• **SHORT PROBLEM A**: Extract the part of the Snooty Fox account from "4:25 pm: I got" to "on the vanity.", word for word.

• **GIVEN PASSAGE**:
-- start --

4:20 pm (heh): The grounds surrounding the Snooty Fox, a $12-an-hour motel that specializes in catering to the needs of anxious addicts and star-crossed lovers, are lush, impeccably groomed, and pseudo-tropical. I was not expecting them to be so, well, pleasant. I approach the check-in window, currently occupied by the large, shifty-eyed body of a remarkably unremarkable middle-aged white male wearing a backpack. A pass-through drawer below the window opens, spitting out a key card. The man takes it, as well as his leave. It's now my turn to speak to the disembodied voice on the other side of the completely blacked-out window. When I say black, I mean black—it is impossible to see what is taking place on the other side. Sandwich eating? Solitaire playing? Human trafficking? The possibilities are endless.

"I'd like the Tuesday rate, please," I say. "$49," the voice replies. "Is that the cheapest rate?" I ask. "I thought the website said it was $42 on Tuesday." "$49 PER NIGHT!" the voice yells. I nervously put three $20 bills in the pass-through drawer and wait in silence. "Walk-up or drive-up?" the voice asks. "I have a car," I reply. More silence. Three awkward minutes later, mostly spent staring at signage indicating the importance of properly filling out registration cards, the two-person-per-room limit, and not doing drugs, I finally get a key card of my own. As soon as I leave, another single, shifty-eyed dude shows up to take my place.

4:25 pm: I got a smoking room because it seemed like the most authentic choice given the environment. Opening the door, I am overwhelmed by the sheer smokiness of this smoking room. It smells like my granny, the white trash one who died years ago and referred to the National Enquirer as "the Bible." Furniture—much of it the plastic lawn variety—is artlessly placed around the room. The walls are mirrored, as is the ceiling. It is a narcissist's paradise. An ancient phone, yellowed with time and smoke, sits on the vanity.

I enter the bathroom and discover that the shower has two nozzles—one regulation height, one situated at crotch level. I gasp aloud at this discovery. This is, indeed, gasp-worthy shit. On non-Tuesdays, this room allegedly rents for $70 a night. I find this fact impossible to believe.

4:45 pm: There is no WiFi. Period. Not even the suggestion of WiFi. Scanning for networks reveals nothing. I am, apparently, somehow in the middle of nowhere in the second most populated city in America. The smell of cigarette smoke is making my head hurt. I, myself, am a smoker.

-- end --

• **SHORT PROBLEM B**: Copy the listing word for word, from the line with "Each instance of the goldfinch" through the end of the listing.

• **TASK INPUT**:
-- start --

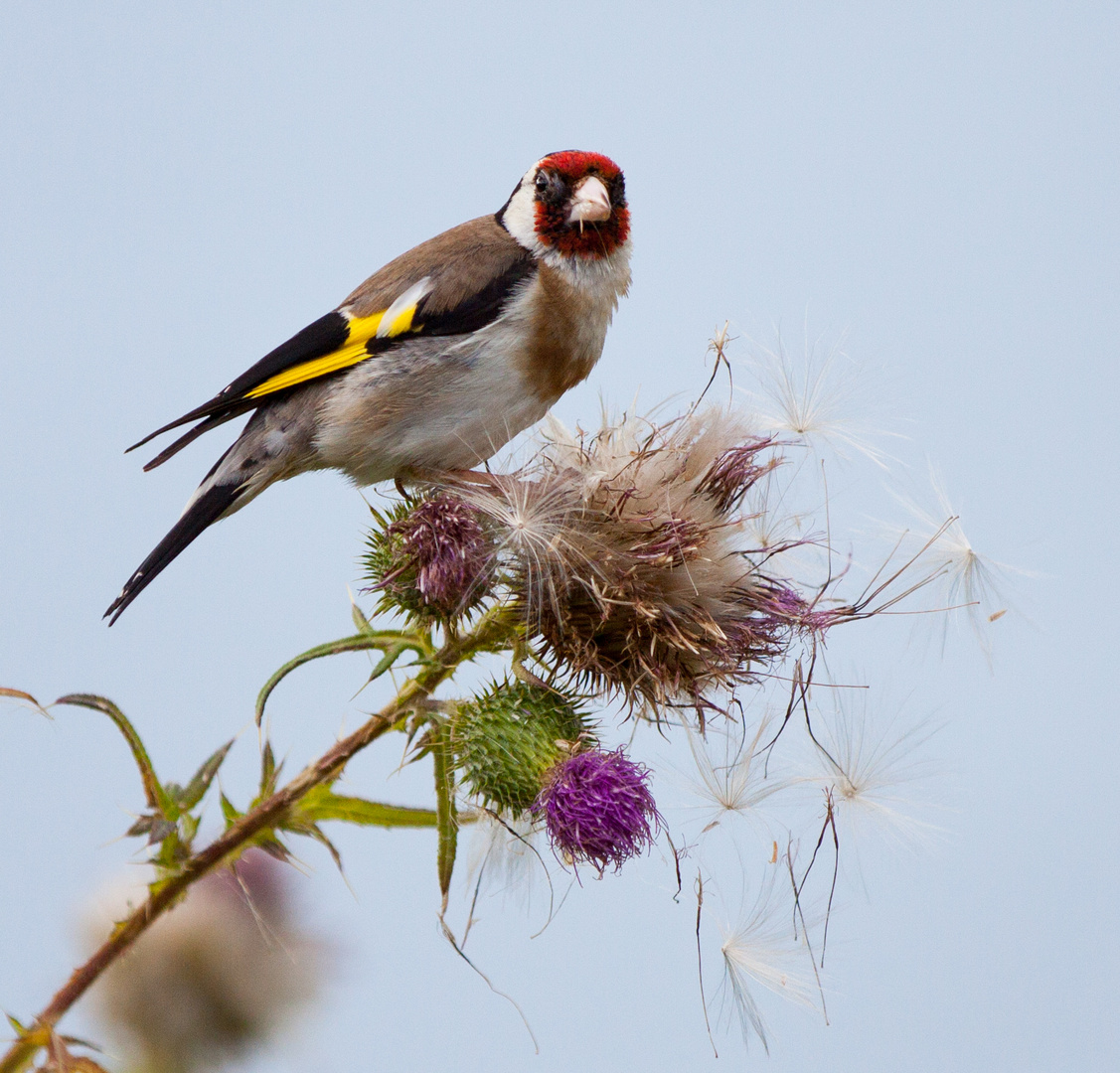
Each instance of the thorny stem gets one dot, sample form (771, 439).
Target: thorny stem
(493, 629)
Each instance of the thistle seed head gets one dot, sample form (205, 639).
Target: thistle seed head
(433, 559)
(638, 577)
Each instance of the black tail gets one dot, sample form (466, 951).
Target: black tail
(206, 510)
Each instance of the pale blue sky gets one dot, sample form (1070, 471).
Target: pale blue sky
(183, 187)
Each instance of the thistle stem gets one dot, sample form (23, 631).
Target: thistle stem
(493, 630)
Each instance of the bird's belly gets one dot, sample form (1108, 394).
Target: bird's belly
(447, 411)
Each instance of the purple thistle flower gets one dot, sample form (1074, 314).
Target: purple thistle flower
(598, 809)
(437, 559)
(786, 608)
(734, 472)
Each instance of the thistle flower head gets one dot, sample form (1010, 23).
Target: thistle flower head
(509, 737)
(598, 809)
(631, 562)
(432, 557)
(870, 770)
(734, 782)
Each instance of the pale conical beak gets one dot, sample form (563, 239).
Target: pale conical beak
(591, 202)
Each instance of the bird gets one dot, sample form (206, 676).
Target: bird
(433, 363)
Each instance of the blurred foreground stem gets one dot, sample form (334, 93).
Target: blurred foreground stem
(494, 629)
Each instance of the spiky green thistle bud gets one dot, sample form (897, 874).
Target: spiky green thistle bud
(506, 739)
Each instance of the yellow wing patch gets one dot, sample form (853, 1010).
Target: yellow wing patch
(393, 322)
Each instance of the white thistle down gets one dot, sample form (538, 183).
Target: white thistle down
(871, 772)
(967, 579)
(817, 400)
(760, 949)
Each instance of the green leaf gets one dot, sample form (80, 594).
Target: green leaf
(312, 830)
(361, 642)
(322, 803)
(155, 793)
(194, 791)
(446, 820)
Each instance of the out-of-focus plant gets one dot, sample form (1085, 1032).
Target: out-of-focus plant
(214, 979)
(655, 569)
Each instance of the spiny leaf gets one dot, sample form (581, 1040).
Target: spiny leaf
(315, 832)
(322, 803)
(157, 798)
(446, 820)
(360, 642)
(230, 811)
(17, 1025)
(19, 694)
(160, 830)
(193, 793)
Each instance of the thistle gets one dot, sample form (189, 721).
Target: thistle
(629, 561)
(432, 559)
(598, 809)
(508, 739)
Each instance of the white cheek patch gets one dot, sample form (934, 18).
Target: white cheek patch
(520, 217)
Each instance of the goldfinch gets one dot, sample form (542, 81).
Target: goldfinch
(434, 362)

-- end --

• **OUTPUT A**:
4:25 pm: I got a smoking room because it seemed like the most authentic choice given the environment. Opening the door, I am overwhelmed by the sheer smokiness of this smoking room. It smells like my granny, the white trash one who died years ago and referred to the National Enquirer as "the Bible." Furniture—much of it the plastic lawn variety—is artlessly placed around the room. The walls are mirrored, as is the ceiling. It is a narcissist's paradise. An ancient phone, yellowed with time and smoke, sits on the vanity.

• **OUTPUT B**:
Each instance of the goldfinch gets one dot, sample form (542, 81).
Target: goldfinch
(434, 362)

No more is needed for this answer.